## Page excerpt
▬▬▬

Article <20240520113045.000050c5@yahoo.com>

Deutsch English Français Italiano
<20240520113045.000050c5@yahoo.com>

View for Bookmarking (what is this?)
Look up another Usenet article
Path: ...!eternal-september.org!feeder3.eternal-september.org!news.eternal-september.org!.POSTED!not-for-mail
From: Michael S <already5chosen@yahoo.com>
Newsgroups: comp.arch
Subject: Re: Making Lemonade (Floating-point format changes)
Date: Mon, 20 May 2024 11:30:45 +0300
Organization: A noiseless patient Spider
Lines: 74
Message-ID: <20240520113045.000050c5@yahoo.com>
References: <abe04jhkngt2uun1e7ict8vmf1fq8p7rnm@4ax.com>
	<memo.20240512203459.16164W@jgd.cix.co.uk>
	<v1rab7$2vt3u$1@dont-email.me>
	<20240513151647.0000403f@yahoo.com>
	<v1to2h$3km86$1@dont-email.me>
	<20240514221659.00001094@yahoo.com>
	<v234nr$12p27$1@dont-email.me>
	<20240516001628.00001031@yahoo.com>
	<v2cn4l$3bpov$1@dont-email.me>
	<v2d9sv$3fda0$1@dont-email.me>
	<20240519203403.00003e9b@yahoo.com>
	<v2etr0$3s9r0$1@dont-email.me>
MIME-Version: 1.0
Content-Type: text/plain; charset=US-ASCII
Content-Transfer-Encoding: 7bit
Injection-Date: Mon, 20 May 2024 10:30:36 +0200 (CEST)
Injection-Info: dont-email.me; posting-host="7bfcfeaa9dd4fa5ca6e8a5579daf5a00";
	logging-data="4081932"; mail-complaints-to="abuse@eternal-september.org";	posting-account="U2FsdGVkX18mX+oiMMtk6t+ZhVDnLktTBcsKOEZLgoY="
Cancel-Lock: sha1:J7Ikpee0ab2WgsffHQLZuXMCwQk=
X-Newsreader: Claws Mail 3.19.1 (GTK+ 2.24.33; x86_64-w64-mingw32)
Bytes: 4758

On Mon, 20 May 2024 09:24:16 +0200
Terje Mathisen <terje.mathisen@tmsw.no> wrote:

> Michael S wrote:
> > On Sun, 19 May 2024 18:37:51 +0200
> > Terje Mathisen <terje.mathisen@tmsw.no> wrote:
> >   
> >> Thomas Koenig wrote:  
> >>> So, I did some more measurements on the POWER9 machine, and it
> >>> came to around 18 cycles per FMA.  Compared to the 13 cycles for
> >>> the FMA instruction, this actually sounds reasonable.
> >>>
> >>> The big problem appears to be that, in this particular
> >>> implementation, multiplication is not pipelined, but done by
> >>> piecewise by addition.  This can be explained by the fact that
> >>> this is mostly a decimal unit, with the 128-bit QP just added as
> >>> an afterthought, and decimal multiplication does not happen all
> >>> that often.

▬▬▬

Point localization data

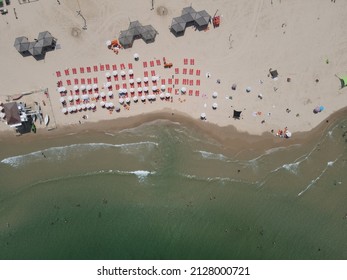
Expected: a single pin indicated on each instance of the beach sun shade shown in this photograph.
(178, 24)
(237, 114)
(274, 74)
(343, 81)
(21, 44)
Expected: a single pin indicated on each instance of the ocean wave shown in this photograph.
(64, 152)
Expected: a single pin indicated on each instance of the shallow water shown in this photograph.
(166, 191)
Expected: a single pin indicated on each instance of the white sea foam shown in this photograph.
(63, 152)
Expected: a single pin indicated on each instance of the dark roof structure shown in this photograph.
(188, 18)
(37, 48)
(12, 114)
(137, 31)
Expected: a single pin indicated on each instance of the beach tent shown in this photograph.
(237, 114)
(178, 25)
(46, 38)
(343, 81)
(12, 114)
(21, 44)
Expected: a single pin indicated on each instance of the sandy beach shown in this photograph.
(303, 41)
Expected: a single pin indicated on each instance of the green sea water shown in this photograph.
(166, 191)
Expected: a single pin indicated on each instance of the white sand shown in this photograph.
(295, 37)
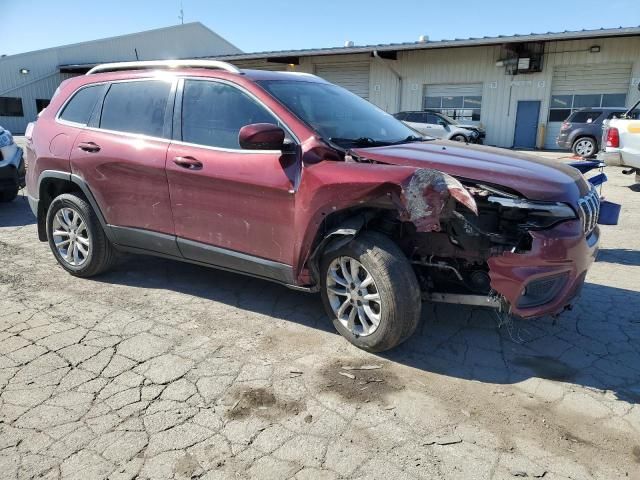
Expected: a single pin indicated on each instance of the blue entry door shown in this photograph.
(526, 124)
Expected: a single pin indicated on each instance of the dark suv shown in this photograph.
(582, 130)
(289, 178)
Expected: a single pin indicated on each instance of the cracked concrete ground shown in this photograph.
(167, 370)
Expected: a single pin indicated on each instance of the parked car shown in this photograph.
(438, 125)
(621, 141)
(12, 171)
(582, 130)
(286, 177)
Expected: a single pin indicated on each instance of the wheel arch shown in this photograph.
(338, 229)
(52, 183)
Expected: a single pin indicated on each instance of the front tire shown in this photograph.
(76, 237)
(585, 147)
(370, 292)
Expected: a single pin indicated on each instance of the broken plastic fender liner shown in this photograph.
(425, 196)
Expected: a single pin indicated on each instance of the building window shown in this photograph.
(562, 106)
(11, 107)
(458, 107)
(41, 104)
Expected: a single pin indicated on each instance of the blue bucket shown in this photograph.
(609, 213)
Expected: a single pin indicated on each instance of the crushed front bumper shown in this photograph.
(12, 172)
(547, 278)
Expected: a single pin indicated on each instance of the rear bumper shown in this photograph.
(610, 156)
(562, 253)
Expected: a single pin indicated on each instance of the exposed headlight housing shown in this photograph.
(538, 214)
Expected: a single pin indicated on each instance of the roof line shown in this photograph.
(468, 42)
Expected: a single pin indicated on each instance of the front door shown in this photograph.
(526, 124)
(231, 207)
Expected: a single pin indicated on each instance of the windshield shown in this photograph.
(339, 115)
(449, 119)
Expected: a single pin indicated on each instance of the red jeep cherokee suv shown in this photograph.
(289, 178)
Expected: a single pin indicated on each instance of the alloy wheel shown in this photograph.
(71, 237)
(354, 296)
(584, 148)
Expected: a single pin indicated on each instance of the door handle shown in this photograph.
(89, 147)
(188, 162)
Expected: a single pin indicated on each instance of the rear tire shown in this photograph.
(8, 195)
(375, 325)
(76, 237)
(585, 147)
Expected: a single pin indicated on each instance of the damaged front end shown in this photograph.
(485, 245)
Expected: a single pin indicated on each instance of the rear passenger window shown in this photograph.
(136, 107)
(79, 108)
(213, 113)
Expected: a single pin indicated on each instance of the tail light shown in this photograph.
(28, 133)
(613, 137)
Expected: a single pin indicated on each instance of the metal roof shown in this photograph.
(458, 42)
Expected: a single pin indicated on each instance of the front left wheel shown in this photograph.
(370, 292)
(585, 147)
(76, 237)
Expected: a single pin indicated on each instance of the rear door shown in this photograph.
(121, 155)
(630, 139)
(231, 207)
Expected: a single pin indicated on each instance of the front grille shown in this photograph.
(589, 210)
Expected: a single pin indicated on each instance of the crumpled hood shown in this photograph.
(534, 177)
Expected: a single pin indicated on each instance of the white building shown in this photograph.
(28, 80)
(519, 88)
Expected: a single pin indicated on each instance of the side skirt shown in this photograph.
(145, 242)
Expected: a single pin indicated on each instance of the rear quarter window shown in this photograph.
(79, 108)
(136, 107)
(585, 117)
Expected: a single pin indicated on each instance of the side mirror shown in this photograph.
(261, 136)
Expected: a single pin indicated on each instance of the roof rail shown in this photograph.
(114, 67)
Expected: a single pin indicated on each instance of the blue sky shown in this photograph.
(257, 25)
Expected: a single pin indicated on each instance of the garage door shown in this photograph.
(460, 101)
(353, 77)
(580, 86)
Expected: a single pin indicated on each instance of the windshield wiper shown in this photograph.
(358, 142)
(411, 138)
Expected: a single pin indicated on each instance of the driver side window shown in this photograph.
(213, 113)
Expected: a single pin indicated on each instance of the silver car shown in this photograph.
(438, 125)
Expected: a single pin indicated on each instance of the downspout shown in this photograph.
(396, 73)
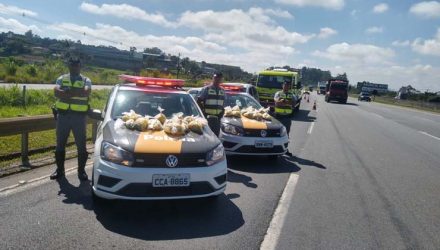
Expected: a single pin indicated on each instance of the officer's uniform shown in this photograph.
(284, 111)
(212, 99)
(72, 115)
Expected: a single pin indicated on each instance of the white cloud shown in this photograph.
(426, 9)
(380, 8)
(14, 10)
(126, 11)
(9, 24)
(326, 32)
(248, 30)
(373, 30)
(399, 43)
(357, 54)
(427, 47)
(328, 4)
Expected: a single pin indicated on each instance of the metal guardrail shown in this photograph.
(26, 125)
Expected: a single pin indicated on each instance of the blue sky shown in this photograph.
(392, 42)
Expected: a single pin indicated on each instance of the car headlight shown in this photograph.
(231, 129)
(215, 155)
(115, 154)
(283, 131)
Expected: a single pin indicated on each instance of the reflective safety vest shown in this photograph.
(75, 103)
(214, 101)
(284, 109)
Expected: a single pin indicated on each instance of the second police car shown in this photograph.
(243, 136)
(151, 164)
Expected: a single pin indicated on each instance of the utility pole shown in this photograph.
(178, 66)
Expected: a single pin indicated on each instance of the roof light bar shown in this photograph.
(140, 80)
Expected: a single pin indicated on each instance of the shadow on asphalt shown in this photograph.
(75, 195)
(305, 162)
(171, 220)
(260, 165)
(348, 103)
(302, 115)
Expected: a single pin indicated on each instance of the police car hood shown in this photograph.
(251, 124)
(158, 141)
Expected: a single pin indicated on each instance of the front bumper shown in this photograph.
(129, 183)
(241, 145)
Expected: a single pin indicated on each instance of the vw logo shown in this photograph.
(171, 161)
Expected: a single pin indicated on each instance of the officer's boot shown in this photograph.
(82, 159)
(60, 156)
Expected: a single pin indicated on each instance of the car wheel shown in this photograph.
(272, 157)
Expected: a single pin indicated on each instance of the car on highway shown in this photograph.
(242, 87)
(152, 164)
(244, 136)
(194, 92)
(364, 96)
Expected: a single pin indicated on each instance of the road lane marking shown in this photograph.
(435, 137)
(34, 182)
(272, 236)
(311, 128)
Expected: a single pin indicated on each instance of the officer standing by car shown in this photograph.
(211, 99)
(72, 92)
(284, 108)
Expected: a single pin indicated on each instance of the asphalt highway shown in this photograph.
(366, 177)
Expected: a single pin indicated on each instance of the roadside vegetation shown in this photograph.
(424, 101)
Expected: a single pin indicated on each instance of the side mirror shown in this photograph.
(95, 114)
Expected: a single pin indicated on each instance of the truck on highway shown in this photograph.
(321, 88)
(271, 81)
(336, 90)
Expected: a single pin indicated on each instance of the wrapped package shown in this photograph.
(161, 117)
(130, 115)
(175, 127)
(129, 124)
(141, 124)
(196, 126)
(267, 117)
(154, 124)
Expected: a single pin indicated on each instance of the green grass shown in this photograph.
(40, 103)
(42, 139)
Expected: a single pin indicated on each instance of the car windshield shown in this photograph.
(338, 86)
(242, 100)
(147, 103)
(272, 81)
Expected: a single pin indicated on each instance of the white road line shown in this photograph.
(311, 128)
(33, 182)
(435, 137)
(270, 240)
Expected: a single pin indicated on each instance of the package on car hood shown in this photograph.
(172, 137)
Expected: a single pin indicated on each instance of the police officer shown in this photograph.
(72, 92)
(211, 100)
(284, 107)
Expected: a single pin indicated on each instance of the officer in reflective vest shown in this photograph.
(72, 92)
(284, 107)
(211, 100)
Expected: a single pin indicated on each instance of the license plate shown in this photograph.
(171, 180)
(264, 144)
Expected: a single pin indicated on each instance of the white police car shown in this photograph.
(151, 165)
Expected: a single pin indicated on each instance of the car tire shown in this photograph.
(272, 157)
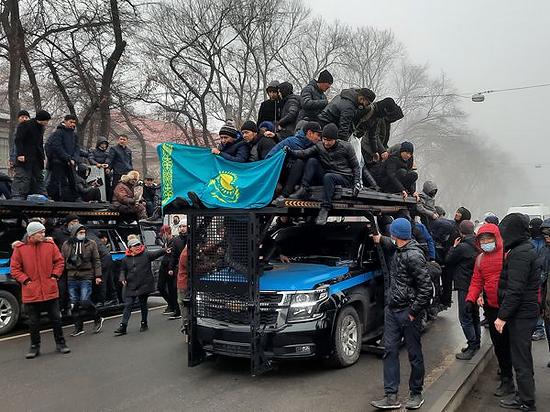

▬▬▬

Continue the comp.arch post on floating-point format changes from the point where it stops.

> >>>
> >>> A fully pipelined FMA unit capable of 128-bit arithmetic would be
> >>> an entirely different beast, I would expect a throughput of 1 per
> >>> cycle and a latency of (maybe) one cycle more than 64-bit FMA.
> >>>      
> >> The FMA normalizer has to handle a maximally bad cancellation, so
> >> it needs to be around 350 bits wide. Mitch knows of course but I'm
> >> guessing that this could at least be close to needing an extra
> >> cycle on its own and/or heroic hardware?
> >>
> >> Terje
> >>  
> > 
> > Why so wide?
> > Assuming that subnormal multiplier inputs are normalized before  
> 
> They are not, this is part of what you do to make subnormal numbers 
> exactly the same speed as normal inputs.
> 
> Terje
> 

1. I am not sure that "the same speed" is a worthy goal even for
binary64 (for binary32 it is).
2. It's certainly does not sound like a worthy goal for binary128,
where probability of encountering sub-normal inputs in real user code,
rather than in test vector, is lower than DP by another order of
magnitude,
3. Even if, for reason unclear to me, it is considered the goal, it can
be achieved by introduction of one more pipeline stage everywhere.
Since we are discussing high-latency design akin to POWER9, the
relative cost of another stage would be lower. BTW, according to POWER9
manual, even for SP/DP FMA the latency is not constant. It varies from
5 to 7.

So, IMHO, what you do to handle sub-normal inputs should depend on what
ends up smaller or faster, not on some abstract principles. For less
important unit, like binary128, 'smaller' would likely take
relative precedence over 'faster'. It's possible that you'll end up
with not doing pre-normalization, but the reason for it would be
different from 'same speed'.

Besides, pre-normalization vs wider post-normalization are not the only
available choices. When multiplier is naturally segmented into 57-bit
section, there exists, for example, an option of pre-normalization by
full section. It looks very simple on the front and saves quite a lot
of shifter's width on the back.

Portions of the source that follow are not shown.